• [Parts of the exercise]
A) In the records, starting at the first line and ending at the line containing "287, 101, 300, 115", swap "road sign" for "traffic sign" and leave everything else as it is.
B) Extend the mailing-list exchange about fossil meteorites past its final line.

* start Excerpt to read *

[meteorite-list] New or maybe old QUESTION??????

Michael Farmer meteoriteguy at yahoo.com
Sun May 4 11:23:35 EDT 2008


I just remmember reading about it and seeing the
photos of individual meteorites that had been cut in
the matrix, still full of chondrules.
Anyone know where I can get my hands on a slab?
Michael Farmer


--- Göran Axelsson <axelsson at acc.umu.se> wrote:

> Hey!
> 
> I never thought that I had to correct you in the
> field of meteoritics.
> 
>  :-)
> 
> Sweden does have a couple of old coal mines but the
> fossile meteorites 
> is found in lime stone quarries.
> 
> I have also been shown in the roof of a mine (south
> of Kumla) of a 
> structure that was claimed to be an impact crater
> (or impact pit) but I 
> haven't been able to find anything published about
> it.
> That was before I got hooked on meteorites so I
> didn't know what to look 
> for or ask. The age of that quartzite strata should
> have been in the 
> range of 400-600 million years.
> 
> /Göran
> 
> Michael Farmer wrote:
> > Yes, Sweden is well known for it's "fossil
> meteorites"
> > dug up in coal mines.
> > You can google them but they are clearly hundreds
> of
> > millions of years old, and you can still see clear
> > chondules in pieces.
> > Michael Farmer
> > --- Pete Shugar <pshugar at clearwire.net> wrote:
> >
> >   
> >> List,
> >> Maybe this has been asked and answered (sounds
> like
> >> a lawer thing) and maybe 
> >> not.
> >> Since I am relatively new to collecting and
> >> certainly not an Expert in any 
> >> area of meteorite study (with the exception of
> >> magnetisum (from the sky 
> >> magnetic VS made a magnet by processes here on
> >> earth).
> >> Here's my question:
> >> A geologist  digs in an area that he thinks there
> >> will be the likelyhood of 
> >> finding a fossil. Maybe he gets lucky and maybe
> >> finds bunches of them.
> >> Has anyone ever found a meteorite buried deep in
> a
> >> layer that is thousands 
> >> or even millions of years old?
> >> Years ago--long before I became an obsessed,
> crazed,
> >> meteorite addict,
> >> while teaching a series on earthquakes, I had
> found
> >> a video of a scientist 
> >> standing with one foot on the Pacific plate and
> the
> >> other foot on the North 
> >> Americian plate, ie astraddle of the San Andreas
> >> fault line. In back of him 
> >> was a small vertical clift of maybe 10 feet and
> you
> >> could plainly see the 
> >> shift (approx 15 inches) in the layers of
> sediment.
> >> Now I've got to thinking (some say this is my
> >> problem--Thinking) that these 
> >> meteorites have a tremendous terestial age. If
> the
> >> earth is bombarded by 
> >> these meteorites throughout the aeons, then there
> >> should be a record, ie 
> >> evidence in the form of buried craters (see the
> >> Odessa,Tx crater) -- Approx 
> >> 100 to 110 feet deep that  has been filled in
> till
> >> it is only 25 to 30 feet 
> >> deep now due to wind blown sand (mostly). I've
> got a
> >> pamplet of  "Occasional 
> >> Papers of the Strecker Museum" from Baylor
> >> University showing  a neat cross 
> >> section of the Odessa Crater.

* end Excerpt to read *
* start Exercise material *

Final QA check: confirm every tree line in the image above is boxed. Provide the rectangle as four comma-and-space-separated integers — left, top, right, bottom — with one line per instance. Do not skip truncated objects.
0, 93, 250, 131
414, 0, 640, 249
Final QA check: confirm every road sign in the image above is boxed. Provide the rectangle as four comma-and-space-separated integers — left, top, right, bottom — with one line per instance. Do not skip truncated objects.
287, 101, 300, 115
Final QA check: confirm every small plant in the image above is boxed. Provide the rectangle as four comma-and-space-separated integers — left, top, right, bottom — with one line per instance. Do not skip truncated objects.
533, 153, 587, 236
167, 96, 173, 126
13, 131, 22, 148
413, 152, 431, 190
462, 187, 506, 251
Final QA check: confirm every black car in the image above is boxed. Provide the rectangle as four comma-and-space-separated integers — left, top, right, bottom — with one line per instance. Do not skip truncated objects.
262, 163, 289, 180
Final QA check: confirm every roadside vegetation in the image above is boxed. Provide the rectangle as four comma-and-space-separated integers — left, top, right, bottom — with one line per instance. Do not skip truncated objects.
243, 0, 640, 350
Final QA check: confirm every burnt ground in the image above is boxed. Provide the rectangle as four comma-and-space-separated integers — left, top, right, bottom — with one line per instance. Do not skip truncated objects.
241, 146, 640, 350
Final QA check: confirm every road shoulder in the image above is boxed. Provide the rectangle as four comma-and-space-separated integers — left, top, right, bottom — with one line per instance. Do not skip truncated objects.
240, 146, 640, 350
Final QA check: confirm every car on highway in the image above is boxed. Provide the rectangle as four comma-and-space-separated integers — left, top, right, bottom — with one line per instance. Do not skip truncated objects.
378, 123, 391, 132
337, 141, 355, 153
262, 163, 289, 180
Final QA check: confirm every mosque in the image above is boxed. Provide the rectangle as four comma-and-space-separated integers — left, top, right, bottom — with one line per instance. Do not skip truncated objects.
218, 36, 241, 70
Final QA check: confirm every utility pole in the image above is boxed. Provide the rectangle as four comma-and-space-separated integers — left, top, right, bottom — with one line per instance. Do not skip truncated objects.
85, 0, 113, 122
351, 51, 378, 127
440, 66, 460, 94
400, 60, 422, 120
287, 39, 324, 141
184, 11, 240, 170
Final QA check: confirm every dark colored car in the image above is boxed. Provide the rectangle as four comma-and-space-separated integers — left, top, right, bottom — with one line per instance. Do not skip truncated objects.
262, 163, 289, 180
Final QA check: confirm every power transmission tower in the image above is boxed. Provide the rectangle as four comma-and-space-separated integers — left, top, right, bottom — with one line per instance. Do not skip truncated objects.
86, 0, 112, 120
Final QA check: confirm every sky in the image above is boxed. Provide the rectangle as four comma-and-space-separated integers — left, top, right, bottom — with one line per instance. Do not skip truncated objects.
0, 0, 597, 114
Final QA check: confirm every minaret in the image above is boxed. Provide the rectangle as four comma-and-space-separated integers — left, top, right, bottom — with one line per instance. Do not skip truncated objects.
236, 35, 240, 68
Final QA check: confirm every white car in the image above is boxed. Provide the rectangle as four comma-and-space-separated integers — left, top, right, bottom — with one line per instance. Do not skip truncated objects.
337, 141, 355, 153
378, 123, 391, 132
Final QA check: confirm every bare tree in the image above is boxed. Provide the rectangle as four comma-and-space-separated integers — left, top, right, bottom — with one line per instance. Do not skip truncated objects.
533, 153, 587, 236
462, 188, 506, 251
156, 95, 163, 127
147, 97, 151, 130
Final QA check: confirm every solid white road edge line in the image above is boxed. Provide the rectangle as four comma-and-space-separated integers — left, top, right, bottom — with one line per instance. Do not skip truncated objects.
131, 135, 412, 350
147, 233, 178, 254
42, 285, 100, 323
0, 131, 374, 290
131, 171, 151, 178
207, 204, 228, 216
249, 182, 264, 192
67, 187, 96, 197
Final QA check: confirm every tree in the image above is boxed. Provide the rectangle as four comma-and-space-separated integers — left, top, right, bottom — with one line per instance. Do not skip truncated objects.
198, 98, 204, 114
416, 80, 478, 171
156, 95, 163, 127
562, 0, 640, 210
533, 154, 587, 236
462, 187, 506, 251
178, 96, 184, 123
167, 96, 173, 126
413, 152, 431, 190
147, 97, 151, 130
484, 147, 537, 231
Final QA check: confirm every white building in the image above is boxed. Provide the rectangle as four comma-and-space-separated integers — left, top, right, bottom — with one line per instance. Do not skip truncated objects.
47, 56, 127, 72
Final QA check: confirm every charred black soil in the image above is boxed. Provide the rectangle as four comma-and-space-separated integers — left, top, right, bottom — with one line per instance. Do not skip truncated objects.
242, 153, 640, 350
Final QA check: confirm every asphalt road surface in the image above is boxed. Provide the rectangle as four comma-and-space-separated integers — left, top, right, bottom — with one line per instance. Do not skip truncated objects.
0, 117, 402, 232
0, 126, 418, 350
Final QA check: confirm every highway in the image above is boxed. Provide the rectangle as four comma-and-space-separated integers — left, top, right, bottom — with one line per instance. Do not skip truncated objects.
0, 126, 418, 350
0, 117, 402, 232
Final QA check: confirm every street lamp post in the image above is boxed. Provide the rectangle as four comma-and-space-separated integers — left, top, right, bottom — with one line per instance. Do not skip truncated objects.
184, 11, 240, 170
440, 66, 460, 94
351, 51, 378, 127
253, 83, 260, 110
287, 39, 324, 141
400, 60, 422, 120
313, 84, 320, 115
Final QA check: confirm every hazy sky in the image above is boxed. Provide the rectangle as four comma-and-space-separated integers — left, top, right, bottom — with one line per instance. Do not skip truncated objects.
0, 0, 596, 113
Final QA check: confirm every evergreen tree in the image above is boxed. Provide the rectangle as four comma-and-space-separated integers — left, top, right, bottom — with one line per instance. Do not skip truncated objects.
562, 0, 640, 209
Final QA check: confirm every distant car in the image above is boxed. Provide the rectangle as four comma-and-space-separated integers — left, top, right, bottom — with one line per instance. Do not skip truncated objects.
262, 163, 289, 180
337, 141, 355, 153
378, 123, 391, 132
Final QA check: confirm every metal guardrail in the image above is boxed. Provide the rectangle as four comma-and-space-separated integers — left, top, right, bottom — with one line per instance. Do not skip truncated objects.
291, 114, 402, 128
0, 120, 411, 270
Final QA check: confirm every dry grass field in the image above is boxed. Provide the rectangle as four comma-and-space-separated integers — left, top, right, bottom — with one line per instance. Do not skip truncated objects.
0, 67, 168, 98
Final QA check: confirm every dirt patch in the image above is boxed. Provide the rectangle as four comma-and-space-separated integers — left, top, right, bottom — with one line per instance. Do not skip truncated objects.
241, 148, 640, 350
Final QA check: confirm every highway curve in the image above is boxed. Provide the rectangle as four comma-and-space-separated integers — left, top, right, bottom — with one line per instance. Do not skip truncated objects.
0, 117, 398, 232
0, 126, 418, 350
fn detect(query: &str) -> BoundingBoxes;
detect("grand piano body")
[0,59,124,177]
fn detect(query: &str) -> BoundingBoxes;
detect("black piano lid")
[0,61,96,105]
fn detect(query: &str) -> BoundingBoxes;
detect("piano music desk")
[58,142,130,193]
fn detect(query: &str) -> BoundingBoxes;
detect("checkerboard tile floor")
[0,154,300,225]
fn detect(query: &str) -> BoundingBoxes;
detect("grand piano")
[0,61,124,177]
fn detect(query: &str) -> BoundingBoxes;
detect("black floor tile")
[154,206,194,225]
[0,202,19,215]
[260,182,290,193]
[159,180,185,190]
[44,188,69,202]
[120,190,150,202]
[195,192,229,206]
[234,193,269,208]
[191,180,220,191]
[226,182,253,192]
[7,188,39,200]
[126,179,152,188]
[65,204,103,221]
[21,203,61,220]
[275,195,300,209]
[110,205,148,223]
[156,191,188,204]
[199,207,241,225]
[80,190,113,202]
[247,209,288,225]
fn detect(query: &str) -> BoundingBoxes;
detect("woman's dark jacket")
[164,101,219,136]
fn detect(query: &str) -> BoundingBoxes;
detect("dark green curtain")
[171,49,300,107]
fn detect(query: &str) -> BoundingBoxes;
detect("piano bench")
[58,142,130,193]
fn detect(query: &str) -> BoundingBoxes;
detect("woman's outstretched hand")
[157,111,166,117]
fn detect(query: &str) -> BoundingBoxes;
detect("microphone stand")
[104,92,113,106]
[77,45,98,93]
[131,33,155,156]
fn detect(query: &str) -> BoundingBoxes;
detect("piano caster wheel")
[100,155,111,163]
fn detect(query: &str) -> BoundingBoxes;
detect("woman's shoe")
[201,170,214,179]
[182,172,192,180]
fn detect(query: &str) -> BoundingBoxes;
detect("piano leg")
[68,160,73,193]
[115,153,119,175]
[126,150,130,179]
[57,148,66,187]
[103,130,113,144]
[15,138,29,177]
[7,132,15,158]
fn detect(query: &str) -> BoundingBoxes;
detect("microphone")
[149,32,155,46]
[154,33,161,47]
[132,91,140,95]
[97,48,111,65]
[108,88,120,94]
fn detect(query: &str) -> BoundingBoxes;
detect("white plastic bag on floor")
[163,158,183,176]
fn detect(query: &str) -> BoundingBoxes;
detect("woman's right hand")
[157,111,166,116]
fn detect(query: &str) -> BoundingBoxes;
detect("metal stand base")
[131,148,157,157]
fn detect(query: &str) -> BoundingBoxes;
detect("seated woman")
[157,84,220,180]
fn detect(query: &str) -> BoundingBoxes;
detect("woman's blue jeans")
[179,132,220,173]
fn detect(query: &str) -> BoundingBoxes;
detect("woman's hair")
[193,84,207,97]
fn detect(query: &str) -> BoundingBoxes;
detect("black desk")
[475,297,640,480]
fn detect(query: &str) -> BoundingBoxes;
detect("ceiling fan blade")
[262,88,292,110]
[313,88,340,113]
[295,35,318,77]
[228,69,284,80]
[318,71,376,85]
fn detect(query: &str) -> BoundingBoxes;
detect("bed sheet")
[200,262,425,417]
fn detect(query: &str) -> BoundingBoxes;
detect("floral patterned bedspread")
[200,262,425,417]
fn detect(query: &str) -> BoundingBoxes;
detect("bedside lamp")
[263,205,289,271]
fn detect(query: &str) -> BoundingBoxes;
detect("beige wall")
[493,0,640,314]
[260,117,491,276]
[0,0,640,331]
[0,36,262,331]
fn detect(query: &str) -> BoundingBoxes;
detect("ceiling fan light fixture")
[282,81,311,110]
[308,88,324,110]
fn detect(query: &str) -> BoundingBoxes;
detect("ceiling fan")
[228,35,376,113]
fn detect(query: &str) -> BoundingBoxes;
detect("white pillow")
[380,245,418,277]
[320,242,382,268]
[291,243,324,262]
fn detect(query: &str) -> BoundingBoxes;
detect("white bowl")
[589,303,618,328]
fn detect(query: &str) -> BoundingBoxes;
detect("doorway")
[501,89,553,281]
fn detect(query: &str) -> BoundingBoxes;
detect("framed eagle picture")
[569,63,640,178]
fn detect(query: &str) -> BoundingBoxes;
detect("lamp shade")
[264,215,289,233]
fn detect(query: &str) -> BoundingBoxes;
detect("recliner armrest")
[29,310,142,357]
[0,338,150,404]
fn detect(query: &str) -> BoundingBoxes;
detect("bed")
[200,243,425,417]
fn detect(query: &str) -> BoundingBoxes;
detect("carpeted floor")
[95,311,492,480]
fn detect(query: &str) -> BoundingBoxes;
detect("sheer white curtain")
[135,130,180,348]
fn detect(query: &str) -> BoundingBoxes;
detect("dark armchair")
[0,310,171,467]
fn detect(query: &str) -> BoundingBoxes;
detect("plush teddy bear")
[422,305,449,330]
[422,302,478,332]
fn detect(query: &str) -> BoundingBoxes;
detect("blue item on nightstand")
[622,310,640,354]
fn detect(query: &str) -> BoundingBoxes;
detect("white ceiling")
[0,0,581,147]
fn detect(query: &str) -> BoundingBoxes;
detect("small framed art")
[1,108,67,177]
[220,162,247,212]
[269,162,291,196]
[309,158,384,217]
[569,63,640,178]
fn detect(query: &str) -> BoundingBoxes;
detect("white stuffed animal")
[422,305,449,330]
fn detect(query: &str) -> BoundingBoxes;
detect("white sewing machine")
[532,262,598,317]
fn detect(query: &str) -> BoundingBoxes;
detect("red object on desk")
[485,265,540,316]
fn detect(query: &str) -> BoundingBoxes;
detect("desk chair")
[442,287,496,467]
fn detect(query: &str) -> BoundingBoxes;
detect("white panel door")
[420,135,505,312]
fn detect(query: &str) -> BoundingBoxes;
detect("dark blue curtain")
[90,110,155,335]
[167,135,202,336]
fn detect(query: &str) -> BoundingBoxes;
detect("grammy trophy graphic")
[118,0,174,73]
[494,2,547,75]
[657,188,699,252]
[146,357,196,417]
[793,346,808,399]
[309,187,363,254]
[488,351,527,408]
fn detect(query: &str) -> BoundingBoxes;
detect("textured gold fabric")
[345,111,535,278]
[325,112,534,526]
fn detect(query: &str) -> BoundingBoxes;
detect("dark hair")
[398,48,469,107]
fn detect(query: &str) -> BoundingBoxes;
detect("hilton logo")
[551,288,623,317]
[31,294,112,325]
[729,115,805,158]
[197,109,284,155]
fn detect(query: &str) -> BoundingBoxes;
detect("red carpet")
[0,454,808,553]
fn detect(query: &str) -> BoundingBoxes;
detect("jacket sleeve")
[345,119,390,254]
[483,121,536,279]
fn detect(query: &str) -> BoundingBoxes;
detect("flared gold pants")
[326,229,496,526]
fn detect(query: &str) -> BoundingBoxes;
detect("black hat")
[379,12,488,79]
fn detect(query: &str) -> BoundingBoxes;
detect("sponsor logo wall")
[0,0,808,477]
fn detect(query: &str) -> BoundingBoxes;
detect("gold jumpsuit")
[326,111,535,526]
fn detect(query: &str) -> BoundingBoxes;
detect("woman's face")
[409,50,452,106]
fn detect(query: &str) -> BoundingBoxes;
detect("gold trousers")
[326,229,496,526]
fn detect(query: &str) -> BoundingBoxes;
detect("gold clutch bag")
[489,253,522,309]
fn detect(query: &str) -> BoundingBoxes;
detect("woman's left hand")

* end Exercise material *

• [Answers for this exercise]
A)
Final QA check: confirm every tree line in the image above is boxed. Provide the rectangle as four comma-and-space-separated integers — left, top, right, bottom — with one line per instance. Do not skip truncated objects.
0, 93, 250, 131
414, 0, 640, 249
Final QA check: confirm every traffic sign in the image above is boxed. Provide the rectangle as four comma-and-space-separated integers — left, top, right, bottom — with one line per instance. Do not skip truncated objects.
287, 101, 300, 115

B)
> >> How much investigation into the cross section
> >> structure of the sediment 
> >> layers, looking for evidence of craters has been
> >> done?  Has there ever been 
> >> an accidential discovery of a buried crater in a
> >> clift side. Lots of these 
> >> erroded mesa exist out west. Maybe evidence is
> >> visable there.
> >> Surely Valeria is not the only animal killer out
> >> there.
> >> Maybe another animal drilled by a passing
> meteorite
> >> with the coresponding 
> >> meteorite near the body. Maybe there's no body
> but
> >> the meteorite is still 
> >> there buried in the deeper layers of sediment.
> Maybe
> >> tektites are the only 
> >> surviving evidence.
> >> In a nutshell, has there ever been a meteorite
> found
> >> at a depth of sediment 
> >> that is plainly very old?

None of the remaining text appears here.